Texto -
%%

O 1º episódio da 6ª temporada de Black Mirror deu o que falar. Pensando nos acontecimentos catastróficos do enredo, trouxemos uma análise sobre como o direito do entretenimento brasileiro lida com essas questões.

17/7/2023

Nesta nova temporada de Black Mirror, temos a história de Joan, executiva com uma vida cotidiana, até que no final de seu dia, ela e seu noivo decidem assistir uma série no Streamberry e notam o lançamento de “Joan é péssima”, em que a personagem retratada por Salma Hayek, apresenta características de Joan. Ao assistir, percebem que o que está passando no streaming é seu dia, praticamente em tempo real.

Ao contar a história, o streaming acaba alterando fragmentos para deixar a história mais atrativa, e Joan busca descobrir como conseguiram acesso a sua vida, além dos episódios estarem saindo quase que de forma assíncrona com o que está vivendo.

Do ponto de vista jurídico, a série nos faz refletir principalmente sobre três pontos, sendo eles: 1) Existe perigo ao aceitar termos de uso das plataformas de streaming sem ler?; 2) eu posso licenciar meus direitos de imagem e voz para uma inteligência artificial me interpretar?; 3) Será que o retratado no episódio poderia acontecer ou seria pura ficção?

Nos próximos tópicos iremos explicar todos os pontos elencados acima, além de como funciona o licenciamento de imagem no Brasil. 

1. Existe perigo ao aceitar Termos de Uso das plataformas de streaming sem ler?

Todos que assistiram ao primeiro episódio com a mais absoluta certeza acabaram tendo um choque ao saber que nos Termos de Uso a “Streamberry” (streaming que fazia alusão à Netflix) concedia à plataforma o direito de criar série sobre sua vida, além de ter acesso a personagem e a todos os momentos dela através de seus equipamentos eletrônicos.

Atualmente, o Termo de Uso conforme apresentado no episódio teria sido considerado com sua finalidade desviada, podendo ser discutido judicialmente sobre sua ilegalidade, por infringir os princípios da finalidade e adequação, determinados no artigo 6º, inciso I e II, da lei Geral de Proteção de Dados Pessoais.

Além de possivelmente infringir a LGPD, o Termo de Uso retratado no episódio poderia ser também discutido a partir das regras trazidas pelo próprio Código de Defesa do Consumidor, já que o CDC define que os contratos dessa natureza, similares ao que a protagonista “assinou” ao contratar o serviço de streaming, deverão conter informações claras e precisas sobre os seus termos.

Então, quando a Streamberry adiciona a cláusula de cessão de direitos de história de vida, de natureza diferente do objetivo principal do contrato, que era a de contratar os serviços da plataforma, é possível que isso seja entendido como uma maneira de privar o consumidor sobre a real natureza do documento, já que a circunstância de contratar um serviço e junto a isso acabar por autorizar o acesso a informações da sua própria vida não é nada comum, de modo que o consumidor acaba sendo pego de surpresa caso não esteja atento a cada linha do Termo de Uso.

%%

Registros -

%%

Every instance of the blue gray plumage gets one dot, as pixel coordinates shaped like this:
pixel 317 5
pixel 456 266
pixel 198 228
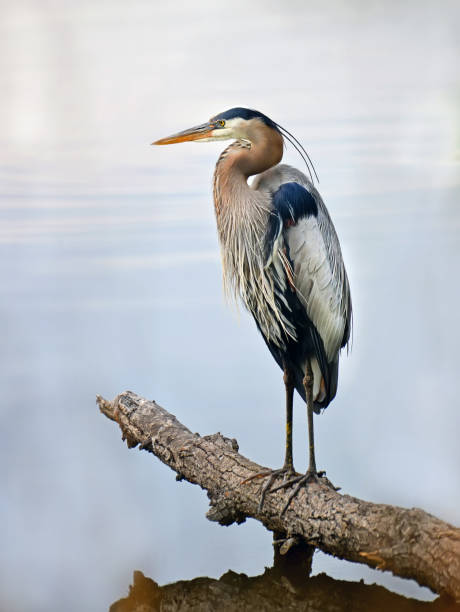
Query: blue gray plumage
pixel 281 257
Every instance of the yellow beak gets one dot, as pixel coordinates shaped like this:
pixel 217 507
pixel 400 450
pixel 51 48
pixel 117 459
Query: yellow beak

%%

Tarefa proposta - Continue o texto sobre o episódio de Black Mirror e o direito brasileiro a partir da última frase apresentada.

Resposta -
Mesmo assim, é de suma importância que você leia os Termos de Uso de todas as plataformas e aplicativos utilizados, uma vez que este é o instrumento que contém seus direitos ao utilizar a plataforma. Ao não ler, o usuário pode não ter conhecimento de seus direitos e obrigações ao utilizar a plataforma, podendo concordar a transmitir dados pessoais desnecessários, compartilhar esses dados com empresas terceiras, e até o desenvolvimento de seu perfil comportamental.

2. Como funciona a cessão de direitos de história de vida?

No direito brasileiro e internacional, é sim possível que você realize a cessão de seus direitos de história de vida, isto acontece em caso de documentários inspirados em fatos reais.

Assistindo ao episódio podemos reparar que foi este o instrumento realizado por Joan ao aceitar os Termos de Uso da plataforma, e como funciona a cessão de direitos de história de vida?

A cessão dos direitos de história de vida ocorre em um contrato específico, em que será determinado o valor a ser pago pelo licenciamento ou se será de forma gratuita, como poderão ser utilizados os direitos e que forma poderão ser transmitidos.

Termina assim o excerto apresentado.